§ **Task brief**: Set down, word for word, the stretch of entries below from the line containing "Flashcard — Front: Where is the white wall" through the end of the entries. Leave the pictures out.

§ **Data shown**:

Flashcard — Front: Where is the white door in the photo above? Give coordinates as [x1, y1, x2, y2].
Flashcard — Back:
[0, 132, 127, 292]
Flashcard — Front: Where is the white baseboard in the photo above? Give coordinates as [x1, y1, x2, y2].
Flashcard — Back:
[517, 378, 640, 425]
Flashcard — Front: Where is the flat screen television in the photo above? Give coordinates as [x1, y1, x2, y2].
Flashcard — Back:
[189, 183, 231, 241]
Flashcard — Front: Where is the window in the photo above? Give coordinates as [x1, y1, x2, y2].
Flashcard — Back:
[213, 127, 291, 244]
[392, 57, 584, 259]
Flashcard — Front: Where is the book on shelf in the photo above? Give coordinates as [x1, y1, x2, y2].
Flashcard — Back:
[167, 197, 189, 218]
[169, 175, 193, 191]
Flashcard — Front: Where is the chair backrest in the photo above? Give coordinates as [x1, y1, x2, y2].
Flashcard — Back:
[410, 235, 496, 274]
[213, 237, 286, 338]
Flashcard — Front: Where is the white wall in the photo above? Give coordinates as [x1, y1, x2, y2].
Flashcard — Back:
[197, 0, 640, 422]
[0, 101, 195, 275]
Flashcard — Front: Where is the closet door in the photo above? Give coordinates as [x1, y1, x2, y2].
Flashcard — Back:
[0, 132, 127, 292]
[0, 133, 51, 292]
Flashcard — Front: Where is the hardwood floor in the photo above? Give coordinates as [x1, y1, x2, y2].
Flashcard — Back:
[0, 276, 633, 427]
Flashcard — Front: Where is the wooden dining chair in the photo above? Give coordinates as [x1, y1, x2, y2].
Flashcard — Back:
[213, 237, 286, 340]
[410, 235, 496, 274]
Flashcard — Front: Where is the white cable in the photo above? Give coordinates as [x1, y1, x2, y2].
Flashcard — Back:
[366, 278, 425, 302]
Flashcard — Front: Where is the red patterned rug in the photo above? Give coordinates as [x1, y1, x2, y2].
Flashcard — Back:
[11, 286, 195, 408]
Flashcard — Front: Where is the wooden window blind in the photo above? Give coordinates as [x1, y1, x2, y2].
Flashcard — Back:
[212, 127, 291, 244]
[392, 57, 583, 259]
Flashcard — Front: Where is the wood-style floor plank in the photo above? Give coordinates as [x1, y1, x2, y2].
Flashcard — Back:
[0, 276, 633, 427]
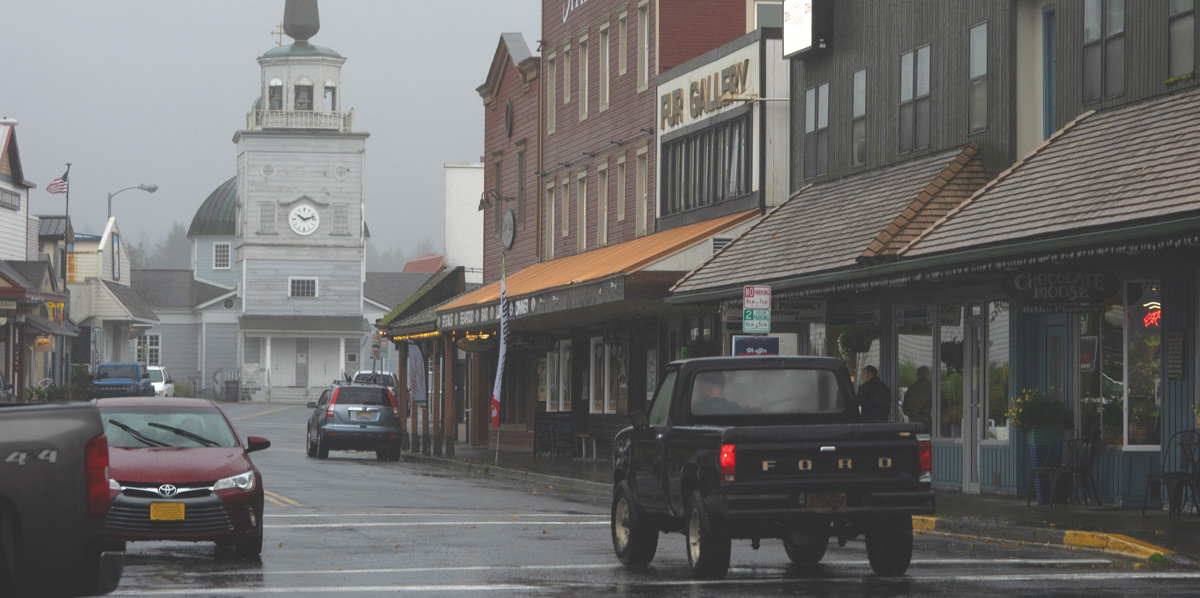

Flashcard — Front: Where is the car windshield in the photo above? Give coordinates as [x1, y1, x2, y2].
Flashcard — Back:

§ **Task result**:
Flashcard — Front: Where is the white wall in the photo above? Give coordinates as [x1, y1, x2, y2].
Flashcard — Back:
[197, 0, 640, 422]
[0, 101, 195, 275]
Flashcard — Front: Where is the closet door in the photo above? Give coordinates as [x1, y1, x2, y2].
Flashcard — Back:
[0, 132, 127, 292]
[0, 133, 51, 292]
Flashcard — Front: Where is the hardwood floor in the photo above? Give coordinates as [x1, y1, x2, y2].
Flashcard — Back:
[0, 276, 633, 427]
Flashcard — Front: Where is the wooden dining chair in the photo above? Give coordinates as [x1, y1, x2, y2].
Flashcard — Back:
[213, 237, 286, 340]
[410, 235, 496, 274]
Flashcard — Front: Where is the white cable in the photo above? Give coordinates as [x1, y1, x2, y2].
Flashcard — Back:
[366, 278, 425, 302]
Flashcard — Front: Where is the red patterned rug in the photo above? Give coordinates as [x1, y1, x2, y2].
Flashcard — Back:
[11, 286, 195, 408]
Flashcard — Front: Where is the wooden window blind in the photo above? Give coordinates as [x1, y1, x2, y2].
Flashcard — Back:
[212, 127, 291, 244]
[392, 57, 583, 259]
Flashcard — Front: Where is the wood-style floor plank in the photo above? Give coordinates as [x1, y1, x2, y2].
Flashcard — Back:
[0, 276, 633, 427]

Flashcard — Front: Where is the car windshield in the photo above? Give coordinates as [x1, y1, x2, y2].
Flashcard — Back:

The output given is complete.